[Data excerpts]
[Start of Attachment]
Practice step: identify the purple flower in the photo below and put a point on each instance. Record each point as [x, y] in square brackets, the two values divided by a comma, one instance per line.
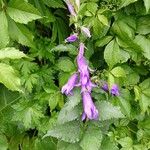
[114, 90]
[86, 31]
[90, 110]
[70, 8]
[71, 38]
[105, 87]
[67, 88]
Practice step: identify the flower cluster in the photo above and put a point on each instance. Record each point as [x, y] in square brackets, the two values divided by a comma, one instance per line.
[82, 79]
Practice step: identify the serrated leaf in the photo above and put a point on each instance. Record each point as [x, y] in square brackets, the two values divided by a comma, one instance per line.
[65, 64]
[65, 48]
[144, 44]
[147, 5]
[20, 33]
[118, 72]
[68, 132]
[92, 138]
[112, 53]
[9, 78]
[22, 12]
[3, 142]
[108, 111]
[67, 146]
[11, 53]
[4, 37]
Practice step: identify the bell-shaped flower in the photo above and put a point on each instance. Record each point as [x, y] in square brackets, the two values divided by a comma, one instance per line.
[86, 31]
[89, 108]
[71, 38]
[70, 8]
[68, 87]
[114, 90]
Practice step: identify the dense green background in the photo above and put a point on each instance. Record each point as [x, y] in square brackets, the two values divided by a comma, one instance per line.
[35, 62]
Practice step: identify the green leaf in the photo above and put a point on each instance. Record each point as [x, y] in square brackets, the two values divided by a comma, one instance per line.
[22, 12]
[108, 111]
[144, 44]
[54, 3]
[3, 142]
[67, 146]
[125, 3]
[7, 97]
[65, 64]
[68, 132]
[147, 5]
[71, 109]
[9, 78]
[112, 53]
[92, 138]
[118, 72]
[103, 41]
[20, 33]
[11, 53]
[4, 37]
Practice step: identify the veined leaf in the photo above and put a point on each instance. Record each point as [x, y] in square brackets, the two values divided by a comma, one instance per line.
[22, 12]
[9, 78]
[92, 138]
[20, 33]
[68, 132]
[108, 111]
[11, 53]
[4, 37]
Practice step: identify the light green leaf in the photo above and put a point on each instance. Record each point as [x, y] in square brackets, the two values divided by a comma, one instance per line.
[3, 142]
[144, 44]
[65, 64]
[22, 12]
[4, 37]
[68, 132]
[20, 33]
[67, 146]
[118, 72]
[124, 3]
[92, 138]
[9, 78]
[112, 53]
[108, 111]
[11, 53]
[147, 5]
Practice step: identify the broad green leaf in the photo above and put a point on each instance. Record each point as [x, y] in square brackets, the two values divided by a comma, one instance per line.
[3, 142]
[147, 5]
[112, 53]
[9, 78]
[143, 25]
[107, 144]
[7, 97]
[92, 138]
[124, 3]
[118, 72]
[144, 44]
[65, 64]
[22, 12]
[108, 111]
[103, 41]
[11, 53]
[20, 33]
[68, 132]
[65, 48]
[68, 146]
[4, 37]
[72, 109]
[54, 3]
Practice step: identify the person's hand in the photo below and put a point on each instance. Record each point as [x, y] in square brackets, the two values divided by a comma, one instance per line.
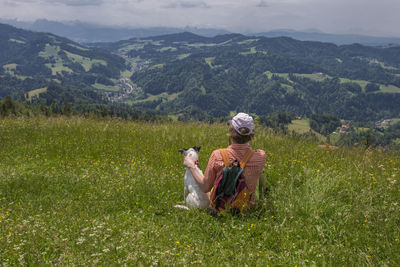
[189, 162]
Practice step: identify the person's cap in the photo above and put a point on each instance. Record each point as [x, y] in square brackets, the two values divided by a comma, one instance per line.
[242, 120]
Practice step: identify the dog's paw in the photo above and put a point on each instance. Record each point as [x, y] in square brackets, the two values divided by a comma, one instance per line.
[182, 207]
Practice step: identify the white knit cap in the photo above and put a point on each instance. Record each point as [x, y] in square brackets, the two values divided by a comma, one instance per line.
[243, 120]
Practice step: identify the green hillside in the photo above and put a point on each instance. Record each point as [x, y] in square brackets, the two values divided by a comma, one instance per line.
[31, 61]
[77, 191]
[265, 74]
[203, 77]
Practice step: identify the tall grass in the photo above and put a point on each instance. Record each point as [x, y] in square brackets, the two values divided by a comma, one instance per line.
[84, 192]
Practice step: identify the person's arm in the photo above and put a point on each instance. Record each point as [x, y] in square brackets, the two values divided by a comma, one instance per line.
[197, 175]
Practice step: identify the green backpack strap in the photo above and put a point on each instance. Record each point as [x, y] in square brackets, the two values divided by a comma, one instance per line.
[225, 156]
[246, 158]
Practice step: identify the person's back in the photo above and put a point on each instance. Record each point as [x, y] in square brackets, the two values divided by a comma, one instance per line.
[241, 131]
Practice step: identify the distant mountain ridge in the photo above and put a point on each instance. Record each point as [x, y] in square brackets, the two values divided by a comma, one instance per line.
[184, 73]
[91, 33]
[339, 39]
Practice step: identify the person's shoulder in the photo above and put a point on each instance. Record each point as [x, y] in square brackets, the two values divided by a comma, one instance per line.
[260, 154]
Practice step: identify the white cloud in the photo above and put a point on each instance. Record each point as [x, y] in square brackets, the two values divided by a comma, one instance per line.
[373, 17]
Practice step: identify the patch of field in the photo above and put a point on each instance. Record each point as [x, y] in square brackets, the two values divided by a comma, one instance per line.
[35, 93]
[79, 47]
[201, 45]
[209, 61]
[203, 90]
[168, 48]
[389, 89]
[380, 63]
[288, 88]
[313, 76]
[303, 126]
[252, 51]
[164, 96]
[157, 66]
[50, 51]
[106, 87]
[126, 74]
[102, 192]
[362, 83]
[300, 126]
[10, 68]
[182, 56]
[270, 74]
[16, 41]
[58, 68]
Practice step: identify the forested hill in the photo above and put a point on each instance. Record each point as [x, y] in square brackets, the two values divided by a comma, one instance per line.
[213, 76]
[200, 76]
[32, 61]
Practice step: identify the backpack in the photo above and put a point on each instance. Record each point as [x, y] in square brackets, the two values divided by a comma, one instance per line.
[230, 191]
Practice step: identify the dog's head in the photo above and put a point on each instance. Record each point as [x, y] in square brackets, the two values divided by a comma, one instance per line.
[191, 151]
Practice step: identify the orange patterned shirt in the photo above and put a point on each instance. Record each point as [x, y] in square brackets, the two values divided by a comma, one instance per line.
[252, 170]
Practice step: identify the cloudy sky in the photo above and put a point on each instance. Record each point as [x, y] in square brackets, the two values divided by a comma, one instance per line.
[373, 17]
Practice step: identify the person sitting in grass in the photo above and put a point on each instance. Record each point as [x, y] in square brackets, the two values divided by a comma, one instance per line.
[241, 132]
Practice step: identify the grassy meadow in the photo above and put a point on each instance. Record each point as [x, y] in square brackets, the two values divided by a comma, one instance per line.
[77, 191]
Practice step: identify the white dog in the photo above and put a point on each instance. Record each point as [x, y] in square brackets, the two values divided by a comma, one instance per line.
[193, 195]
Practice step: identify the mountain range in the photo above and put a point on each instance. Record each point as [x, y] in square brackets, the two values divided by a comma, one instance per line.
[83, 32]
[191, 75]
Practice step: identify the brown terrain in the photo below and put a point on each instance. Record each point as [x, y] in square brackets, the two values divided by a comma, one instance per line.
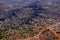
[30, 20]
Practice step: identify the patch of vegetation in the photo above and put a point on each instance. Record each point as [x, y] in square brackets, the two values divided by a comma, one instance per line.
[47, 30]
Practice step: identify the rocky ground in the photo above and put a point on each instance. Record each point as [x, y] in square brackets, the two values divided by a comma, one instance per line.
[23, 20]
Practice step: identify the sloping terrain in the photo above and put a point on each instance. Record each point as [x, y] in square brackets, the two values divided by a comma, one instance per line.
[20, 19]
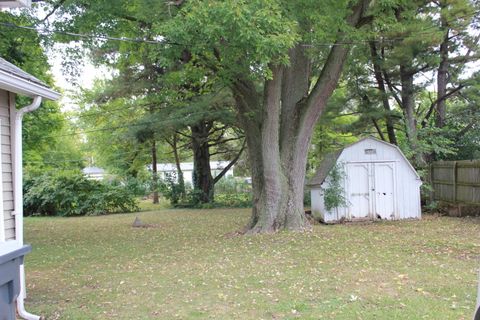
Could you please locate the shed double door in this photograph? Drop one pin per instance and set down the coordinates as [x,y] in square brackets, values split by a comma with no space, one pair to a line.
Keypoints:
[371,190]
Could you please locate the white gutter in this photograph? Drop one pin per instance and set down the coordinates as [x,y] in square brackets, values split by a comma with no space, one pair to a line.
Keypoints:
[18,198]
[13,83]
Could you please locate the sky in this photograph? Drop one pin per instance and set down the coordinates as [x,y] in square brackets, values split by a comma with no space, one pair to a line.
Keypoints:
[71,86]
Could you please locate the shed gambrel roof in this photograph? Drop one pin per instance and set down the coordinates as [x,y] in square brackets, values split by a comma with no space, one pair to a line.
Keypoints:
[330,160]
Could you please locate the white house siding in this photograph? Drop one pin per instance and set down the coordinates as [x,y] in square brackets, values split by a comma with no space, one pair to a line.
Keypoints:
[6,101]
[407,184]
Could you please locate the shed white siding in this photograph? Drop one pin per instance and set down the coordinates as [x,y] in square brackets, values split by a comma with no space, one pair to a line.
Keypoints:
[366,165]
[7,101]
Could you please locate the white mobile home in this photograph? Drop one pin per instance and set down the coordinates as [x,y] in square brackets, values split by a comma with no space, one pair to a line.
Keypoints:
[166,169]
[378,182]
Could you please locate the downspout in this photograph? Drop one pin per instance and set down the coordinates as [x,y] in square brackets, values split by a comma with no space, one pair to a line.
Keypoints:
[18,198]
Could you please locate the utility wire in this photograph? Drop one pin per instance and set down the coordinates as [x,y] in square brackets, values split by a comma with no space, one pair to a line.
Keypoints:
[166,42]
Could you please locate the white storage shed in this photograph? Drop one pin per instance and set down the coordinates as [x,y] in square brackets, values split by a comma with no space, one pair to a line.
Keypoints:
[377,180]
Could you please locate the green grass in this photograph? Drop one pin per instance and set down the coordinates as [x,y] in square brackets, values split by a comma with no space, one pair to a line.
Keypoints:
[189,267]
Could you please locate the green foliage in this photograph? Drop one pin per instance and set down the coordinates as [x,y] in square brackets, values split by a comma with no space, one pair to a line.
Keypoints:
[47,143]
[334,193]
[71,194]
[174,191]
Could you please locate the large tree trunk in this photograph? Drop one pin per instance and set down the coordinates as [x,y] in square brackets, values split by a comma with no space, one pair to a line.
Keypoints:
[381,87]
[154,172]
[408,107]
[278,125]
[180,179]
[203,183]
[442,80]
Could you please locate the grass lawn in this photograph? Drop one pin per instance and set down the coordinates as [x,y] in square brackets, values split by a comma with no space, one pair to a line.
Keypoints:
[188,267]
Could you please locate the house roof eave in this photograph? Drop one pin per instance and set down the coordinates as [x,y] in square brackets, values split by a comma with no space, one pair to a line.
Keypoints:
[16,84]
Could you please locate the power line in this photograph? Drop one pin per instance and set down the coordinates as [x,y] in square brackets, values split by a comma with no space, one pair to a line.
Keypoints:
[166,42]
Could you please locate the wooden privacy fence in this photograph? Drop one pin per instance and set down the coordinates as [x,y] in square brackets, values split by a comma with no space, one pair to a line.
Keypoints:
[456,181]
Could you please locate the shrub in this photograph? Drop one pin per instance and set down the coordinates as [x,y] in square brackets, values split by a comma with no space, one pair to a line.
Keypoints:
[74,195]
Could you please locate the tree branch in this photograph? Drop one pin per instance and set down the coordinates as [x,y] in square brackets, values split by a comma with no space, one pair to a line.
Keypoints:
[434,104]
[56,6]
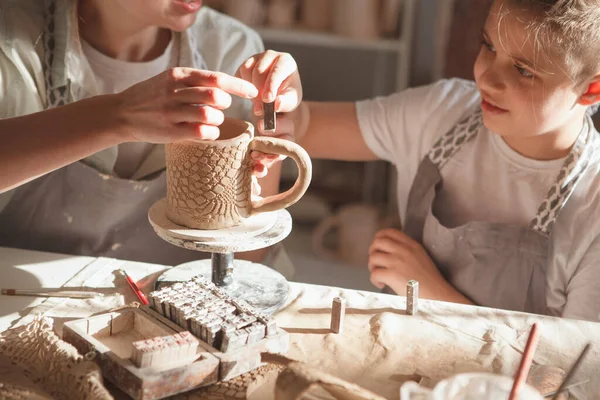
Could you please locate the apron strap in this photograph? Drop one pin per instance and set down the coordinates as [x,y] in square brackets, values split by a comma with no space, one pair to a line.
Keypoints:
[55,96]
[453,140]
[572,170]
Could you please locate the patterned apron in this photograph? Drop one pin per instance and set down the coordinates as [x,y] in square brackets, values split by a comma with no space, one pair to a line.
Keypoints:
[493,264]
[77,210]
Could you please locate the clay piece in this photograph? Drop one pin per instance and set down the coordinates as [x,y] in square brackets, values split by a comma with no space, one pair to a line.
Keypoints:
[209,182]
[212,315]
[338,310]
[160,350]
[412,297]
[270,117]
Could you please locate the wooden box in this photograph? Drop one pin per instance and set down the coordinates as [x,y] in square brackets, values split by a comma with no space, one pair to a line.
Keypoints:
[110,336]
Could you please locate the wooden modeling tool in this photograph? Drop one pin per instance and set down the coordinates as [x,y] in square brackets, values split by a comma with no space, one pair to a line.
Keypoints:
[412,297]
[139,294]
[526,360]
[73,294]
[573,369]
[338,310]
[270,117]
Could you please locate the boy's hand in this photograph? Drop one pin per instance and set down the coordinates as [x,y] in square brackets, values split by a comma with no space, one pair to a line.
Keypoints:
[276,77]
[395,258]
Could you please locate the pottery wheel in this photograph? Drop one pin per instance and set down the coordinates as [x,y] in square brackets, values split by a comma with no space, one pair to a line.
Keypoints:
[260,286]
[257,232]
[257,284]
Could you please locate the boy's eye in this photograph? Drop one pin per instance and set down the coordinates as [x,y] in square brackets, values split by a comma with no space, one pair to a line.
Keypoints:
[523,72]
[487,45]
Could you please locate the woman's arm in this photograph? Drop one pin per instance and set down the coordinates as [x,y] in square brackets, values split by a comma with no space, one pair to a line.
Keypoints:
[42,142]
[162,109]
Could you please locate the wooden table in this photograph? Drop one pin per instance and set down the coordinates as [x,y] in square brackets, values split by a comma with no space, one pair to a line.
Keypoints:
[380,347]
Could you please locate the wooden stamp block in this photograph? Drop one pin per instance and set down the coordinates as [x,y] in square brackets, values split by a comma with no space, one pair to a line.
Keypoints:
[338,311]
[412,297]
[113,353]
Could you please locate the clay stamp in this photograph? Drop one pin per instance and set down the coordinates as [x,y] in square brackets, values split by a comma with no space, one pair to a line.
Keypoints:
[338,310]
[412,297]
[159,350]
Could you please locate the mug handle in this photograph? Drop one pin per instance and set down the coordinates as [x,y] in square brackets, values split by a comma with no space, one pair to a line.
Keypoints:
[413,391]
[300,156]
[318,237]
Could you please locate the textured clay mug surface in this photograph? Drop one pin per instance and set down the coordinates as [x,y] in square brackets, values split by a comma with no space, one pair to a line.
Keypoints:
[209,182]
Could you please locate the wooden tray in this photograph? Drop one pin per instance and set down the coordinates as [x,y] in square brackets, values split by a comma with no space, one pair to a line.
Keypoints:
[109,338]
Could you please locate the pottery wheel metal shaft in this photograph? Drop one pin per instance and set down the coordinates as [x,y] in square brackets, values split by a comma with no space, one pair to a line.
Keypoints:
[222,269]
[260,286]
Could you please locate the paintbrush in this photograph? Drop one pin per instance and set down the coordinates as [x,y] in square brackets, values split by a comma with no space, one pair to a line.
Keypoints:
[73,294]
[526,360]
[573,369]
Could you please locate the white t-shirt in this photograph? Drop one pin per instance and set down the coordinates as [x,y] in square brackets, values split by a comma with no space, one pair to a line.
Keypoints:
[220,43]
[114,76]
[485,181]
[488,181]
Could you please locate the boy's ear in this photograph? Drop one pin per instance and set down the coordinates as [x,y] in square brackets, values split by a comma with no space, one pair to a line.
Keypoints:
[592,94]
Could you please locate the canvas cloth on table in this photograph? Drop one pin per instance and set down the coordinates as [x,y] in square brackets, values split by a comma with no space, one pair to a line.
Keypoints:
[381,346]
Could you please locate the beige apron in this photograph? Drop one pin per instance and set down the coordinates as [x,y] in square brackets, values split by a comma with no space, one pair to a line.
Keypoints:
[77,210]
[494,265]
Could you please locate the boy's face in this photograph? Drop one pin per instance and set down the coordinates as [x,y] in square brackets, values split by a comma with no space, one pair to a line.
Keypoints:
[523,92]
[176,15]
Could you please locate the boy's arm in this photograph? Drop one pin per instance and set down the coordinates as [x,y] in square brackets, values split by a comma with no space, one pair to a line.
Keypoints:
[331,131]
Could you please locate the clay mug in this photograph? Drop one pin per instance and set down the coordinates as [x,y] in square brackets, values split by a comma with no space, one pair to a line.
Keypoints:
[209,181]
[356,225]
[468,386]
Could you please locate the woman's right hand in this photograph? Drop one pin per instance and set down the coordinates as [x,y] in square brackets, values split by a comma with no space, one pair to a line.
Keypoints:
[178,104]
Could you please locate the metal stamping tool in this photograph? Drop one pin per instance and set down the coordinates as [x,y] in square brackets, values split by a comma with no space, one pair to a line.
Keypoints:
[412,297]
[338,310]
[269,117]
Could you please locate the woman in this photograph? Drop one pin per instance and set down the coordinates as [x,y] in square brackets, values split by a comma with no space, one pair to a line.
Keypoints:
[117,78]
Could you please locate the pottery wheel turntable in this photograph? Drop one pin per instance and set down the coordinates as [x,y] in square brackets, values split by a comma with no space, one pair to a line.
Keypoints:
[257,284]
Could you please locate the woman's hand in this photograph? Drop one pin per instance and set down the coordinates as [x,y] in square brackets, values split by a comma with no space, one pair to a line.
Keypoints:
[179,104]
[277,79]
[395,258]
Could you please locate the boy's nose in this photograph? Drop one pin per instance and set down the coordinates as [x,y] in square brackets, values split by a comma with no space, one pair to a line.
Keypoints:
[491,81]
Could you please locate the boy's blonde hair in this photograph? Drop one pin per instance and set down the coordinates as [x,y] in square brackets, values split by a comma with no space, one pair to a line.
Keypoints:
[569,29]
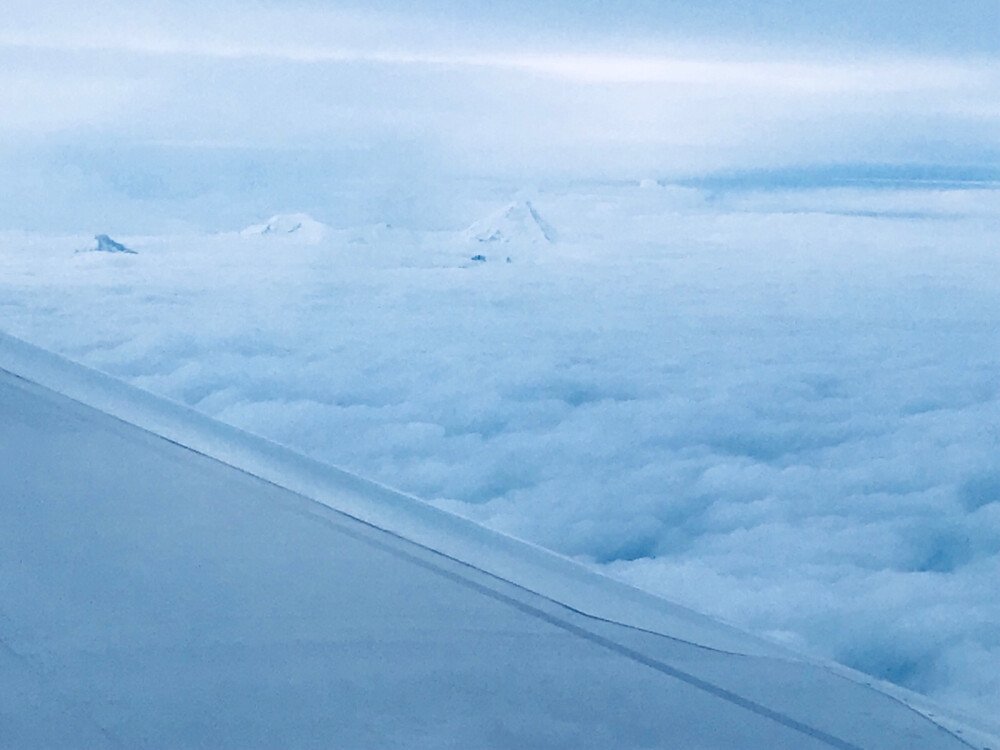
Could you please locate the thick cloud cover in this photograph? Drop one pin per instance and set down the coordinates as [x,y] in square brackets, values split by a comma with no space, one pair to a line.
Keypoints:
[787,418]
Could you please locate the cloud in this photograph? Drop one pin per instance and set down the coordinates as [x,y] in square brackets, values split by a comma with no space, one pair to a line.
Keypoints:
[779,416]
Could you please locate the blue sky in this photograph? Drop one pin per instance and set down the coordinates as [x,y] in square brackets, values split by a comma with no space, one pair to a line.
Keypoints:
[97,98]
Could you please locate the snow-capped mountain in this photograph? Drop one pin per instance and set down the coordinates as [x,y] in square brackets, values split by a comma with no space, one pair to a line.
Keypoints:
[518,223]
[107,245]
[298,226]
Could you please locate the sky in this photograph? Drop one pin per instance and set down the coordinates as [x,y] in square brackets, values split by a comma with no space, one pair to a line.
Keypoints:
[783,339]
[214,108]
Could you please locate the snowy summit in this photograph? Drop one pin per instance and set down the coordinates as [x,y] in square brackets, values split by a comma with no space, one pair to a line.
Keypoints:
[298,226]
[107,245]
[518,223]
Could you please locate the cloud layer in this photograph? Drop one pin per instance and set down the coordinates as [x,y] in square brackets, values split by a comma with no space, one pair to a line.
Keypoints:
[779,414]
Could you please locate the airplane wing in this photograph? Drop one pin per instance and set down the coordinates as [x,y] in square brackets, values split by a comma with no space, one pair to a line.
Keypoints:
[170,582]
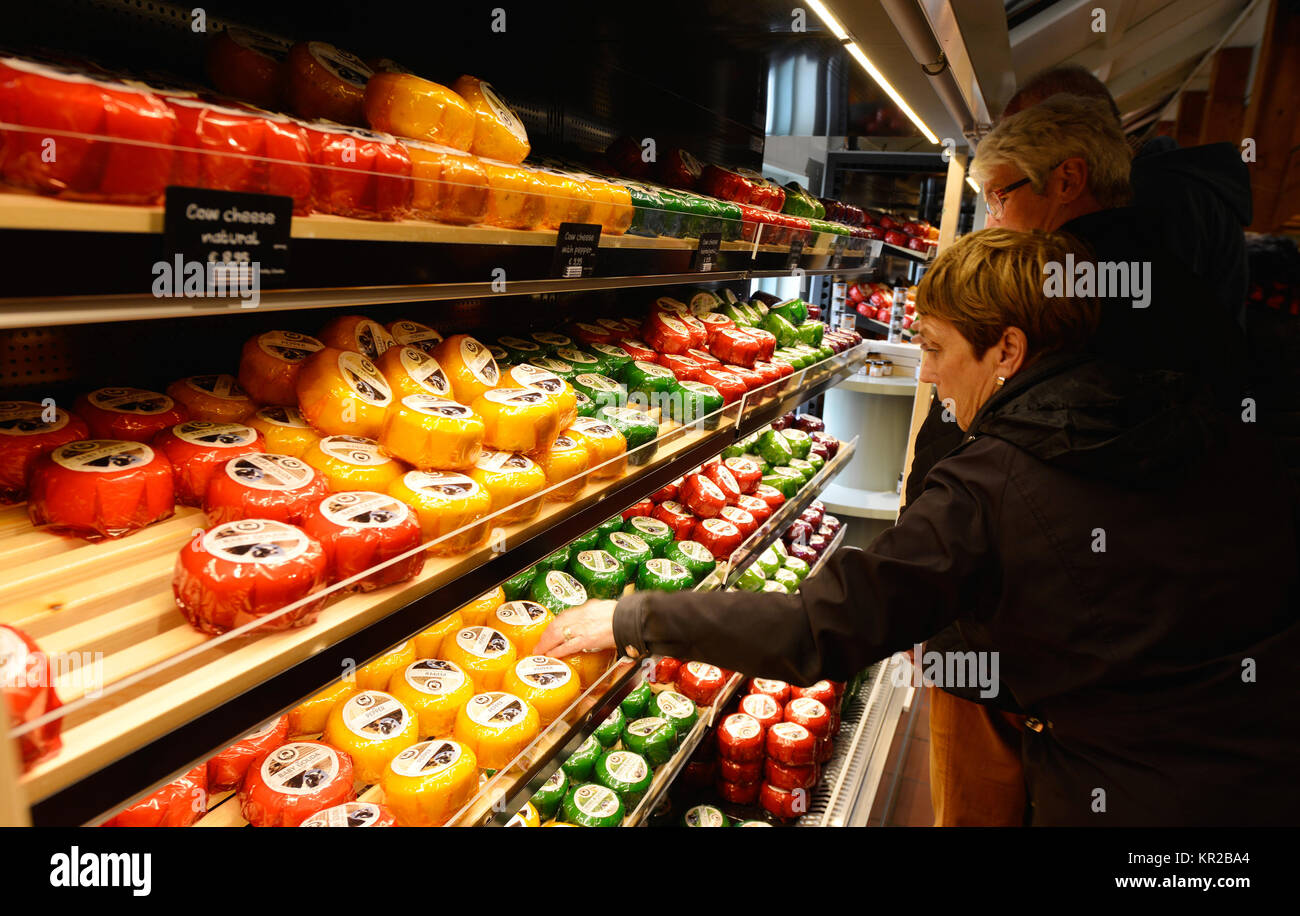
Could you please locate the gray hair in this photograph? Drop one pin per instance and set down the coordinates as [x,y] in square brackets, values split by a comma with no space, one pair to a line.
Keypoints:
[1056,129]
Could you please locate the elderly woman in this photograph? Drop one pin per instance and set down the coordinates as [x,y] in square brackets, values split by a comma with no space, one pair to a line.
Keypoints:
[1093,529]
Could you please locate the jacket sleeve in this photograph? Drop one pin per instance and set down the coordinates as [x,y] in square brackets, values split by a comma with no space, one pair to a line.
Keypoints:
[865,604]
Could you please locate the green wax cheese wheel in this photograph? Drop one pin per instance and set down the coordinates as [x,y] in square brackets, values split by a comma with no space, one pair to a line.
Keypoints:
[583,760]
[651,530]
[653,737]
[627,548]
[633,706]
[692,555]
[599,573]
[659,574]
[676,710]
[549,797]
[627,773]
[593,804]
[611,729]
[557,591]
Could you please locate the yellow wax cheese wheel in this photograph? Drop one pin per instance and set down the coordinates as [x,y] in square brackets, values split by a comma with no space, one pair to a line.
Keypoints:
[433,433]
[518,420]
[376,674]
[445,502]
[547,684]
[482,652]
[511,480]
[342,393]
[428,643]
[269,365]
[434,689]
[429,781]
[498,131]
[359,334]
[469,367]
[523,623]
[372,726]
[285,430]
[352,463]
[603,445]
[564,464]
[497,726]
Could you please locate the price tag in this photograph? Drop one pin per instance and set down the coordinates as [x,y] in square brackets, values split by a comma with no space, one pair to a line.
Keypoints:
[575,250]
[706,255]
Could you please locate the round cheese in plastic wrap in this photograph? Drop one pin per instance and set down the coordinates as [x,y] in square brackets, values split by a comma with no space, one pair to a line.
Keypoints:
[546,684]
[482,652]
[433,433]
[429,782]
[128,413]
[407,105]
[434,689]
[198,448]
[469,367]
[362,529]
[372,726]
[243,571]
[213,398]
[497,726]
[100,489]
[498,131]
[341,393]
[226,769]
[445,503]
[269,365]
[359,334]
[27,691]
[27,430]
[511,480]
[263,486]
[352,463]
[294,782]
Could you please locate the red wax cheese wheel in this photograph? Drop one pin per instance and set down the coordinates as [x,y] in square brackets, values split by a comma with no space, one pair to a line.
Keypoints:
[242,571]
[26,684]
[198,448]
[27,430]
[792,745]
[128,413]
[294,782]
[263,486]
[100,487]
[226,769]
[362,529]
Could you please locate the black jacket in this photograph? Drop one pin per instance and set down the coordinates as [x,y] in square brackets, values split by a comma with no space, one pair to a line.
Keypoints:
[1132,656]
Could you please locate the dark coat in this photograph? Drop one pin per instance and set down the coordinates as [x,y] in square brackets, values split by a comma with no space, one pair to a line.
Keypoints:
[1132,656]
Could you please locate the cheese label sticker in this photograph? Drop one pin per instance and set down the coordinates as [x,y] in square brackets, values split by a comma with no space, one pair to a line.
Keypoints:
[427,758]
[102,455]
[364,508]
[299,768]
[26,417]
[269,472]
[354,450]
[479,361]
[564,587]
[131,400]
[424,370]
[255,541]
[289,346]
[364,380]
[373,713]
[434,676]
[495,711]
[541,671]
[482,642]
[End of Attachment]
▶ HOW TO COMPLETE THIS TASK:
What this exercise asks for is every line of the data above with the word "tool".

▶ ANSWER SECTION:
Could you please locate the wooden modeling tool in this photograph? Drop one pin per instance and set down the coordinates as [x,y] in square brackets, values split by a comma with no space, one pair to a line.
Could you please locate the metal stamping tool in this photograph? Drop one pin per instance and set down the coordinates as [x,y] in square brackets, values split by a comma with no space, one pair to a line.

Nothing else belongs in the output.